« L’histoire d’Arthur Andersen est pillée par des usurpateurs »

Par Delphine Cuny  |   |  864  mots
Les anciens du cabinet d'audit, fermé après le retentissant scandale comptable d'Enron, veulent défendre l'héritage et la mémoire de cette maison qui leur a tout appris.
L’association des Anciens du cabinet et son président René Proglio dénoncent comme une supercherie la relance de la marque d’audit, enterrée après le scandale Enron, par un duo de Français qu'ils jugent « illégitimes. »

« Des pilleurs de sépultures ». René Proglio, le président de l'association des Anciens d'Arthur Andersen, n'a pas de mots assez durs pour qualifier la démarche du duo formé par Véronique Martinez et Stéphane Laffont-Réveilhac pour relancer la marque d'audit, arrêtée après le scandale Enron au début des années 2000, et déposée à l'INPI en 2014. Dans le bel hôtel particulier près du parc Monceau, siège de Morgan Stanley France qu'il préside, le frère jumeau d'Henri Proglio s'est entouré de membres du bureau des Alumni ce mardi pour dénoncer ce qu'il considère comme une « vaste supercherie ».

« Ces personnes indélicates et illégitimes cherchent à capter l'héritage d'Arthur Andersen, c'est une sinistre farce » s'est-il emporté. « Ils sont pires que des opportunistes, c'est une attitude de voyous. »

Préjudice moral des « héritiers »

L'association française des Anciens d'Arthur Andersen, qui compte 2.800 membres, n'accorde aucune légitimité à l'avocate, qui affirme avoir travaillé sept ans pour Andersen Legal, mais « n'a jamais été partner », et l'ancien dir com du cabinet d'avocats Landwell, qui « a pour spécialité de déposer des marques » (18 à l'INPI, de MyWebTV à Jean-Paul Guerlain, de l'immobilier et des noms d'artistes), et qui n'a jamais été chez Andersen.

« Et ils osent se proclamer l'authentique Arthur Andersen, fondé en 1913. C'est beau comme l'antique ! L'histoire d'Arthur Andersen est pillée par des usurpateurs qui veulent s'emparer du nom pour faire du commerce. Est-ce légal de s'approprier l'histoire ? Ils reprennent l'emblème, la porte, les formules « think straight, talk straight » [les idées claires, le parler clair, ndlr]. Ils sont prêts à franchiser n'importe qui. Ils nous portent préjudice » affirme René Proglio.

Arthur Andersen, avant sa chute pour obstruction de la justice après avoir détruit des documents compromettants de son client Enron, société texane de courtage en électricité qui avait maquillé ses pertes en bénéfices, c'était 85.000 collaborateurs dans le monde et un chiffre d'affaires de 9 milliards de dollars.

Le préjudice est avant tout moral pour ces « héritiers d'une maison disparue », qui auraient préféré que la marque soit définitivement éteinte. Ce qu'ils pensaient mais les liquidateurs ont voulu faire des économies et l'ont laissée tomber dans le domaine public. Un ancien partner américain, Mark Vorsatz l'a d'abord racheté aux Etats-Unis, en échange d'un abondement du fonds de pension des anciens associés, en rebaptisant son cabinet WTAS du nom d'Andersen Tax. puis Andersen Global.

◇ ◇ ◇ ◇

**CONSIGNES**:
**1)** Reformulez sous forme de liste le paragraphe de l'article qui commence par « Arthur Andersen, avant sa chute », en conservant ses faits essentiels.
**2)** Imprimez tout ce qui va de « L'association française des » jusqu'à « été chez Andersen. » dans l'article, sans rien modifier.
Le matériel qui suit provient d'une autre source que l'article.

Extraits de données de régions étiquetées
◇ ◇ ◇ ◇

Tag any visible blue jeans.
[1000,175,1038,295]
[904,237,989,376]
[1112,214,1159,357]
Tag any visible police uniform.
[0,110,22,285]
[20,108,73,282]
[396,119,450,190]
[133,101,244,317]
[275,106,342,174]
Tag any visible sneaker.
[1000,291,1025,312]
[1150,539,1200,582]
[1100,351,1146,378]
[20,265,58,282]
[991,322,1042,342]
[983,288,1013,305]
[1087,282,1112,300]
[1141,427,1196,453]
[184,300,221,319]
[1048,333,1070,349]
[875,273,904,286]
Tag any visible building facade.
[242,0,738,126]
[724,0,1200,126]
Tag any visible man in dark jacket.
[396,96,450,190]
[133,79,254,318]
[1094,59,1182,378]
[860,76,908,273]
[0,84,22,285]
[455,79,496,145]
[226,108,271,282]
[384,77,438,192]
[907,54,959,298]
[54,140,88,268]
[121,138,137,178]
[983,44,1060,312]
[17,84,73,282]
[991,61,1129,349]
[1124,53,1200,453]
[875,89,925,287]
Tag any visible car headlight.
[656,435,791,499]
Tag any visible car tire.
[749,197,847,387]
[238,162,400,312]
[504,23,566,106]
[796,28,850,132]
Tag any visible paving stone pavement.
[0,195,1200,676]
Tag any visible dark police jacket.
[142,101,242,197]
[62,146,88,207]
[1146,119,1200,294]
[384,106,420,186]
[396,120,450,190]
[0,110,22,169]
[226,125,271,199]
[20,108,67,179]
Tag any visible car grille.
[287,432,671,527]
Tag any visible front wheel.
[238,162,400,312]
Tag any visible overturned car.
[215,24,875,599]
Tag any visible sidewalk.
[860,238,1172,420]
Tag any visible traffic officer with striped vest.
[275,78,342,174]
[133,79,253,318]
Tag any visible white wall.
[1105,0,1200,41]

◇ ◇ ◇ ◇

**SOLUTIONS PROPOSÉES**:
**1)**
- Cause de la chute d'Arthur Andersen : obstruction de la justice, après la destruction de documents compromettants de son client Enron.
- Enron : société texane de courtage en électricité qui avait maquillé ses pertes en bénéfices.
- Effectif d'Arthur Andersen avant sa chute : 85 000 collaborateurs dans le monde.
- Chiffre d'affaires d'Arthur Andersen avant sa chute : 9 milliards de dollars.

**2)**
L'association française des Anciens d'Arthur Andersen, qui compte 2.800 membres, n'accorde aucune légitimité à l'avocate, qui affirme avoir travaillé sept ans pour Andersen Legal, mais « n'a jamais été partner », et l'ancien dir com du cabinet d'avocats Landwell, qui « a pour spécialité de déposer des marques » (18 à l'INPI, de MyWebTV à Jean-Paul Guerlain, de l'immobilier et des noms d'artistes), et qui n'a jamais été chez Andersen.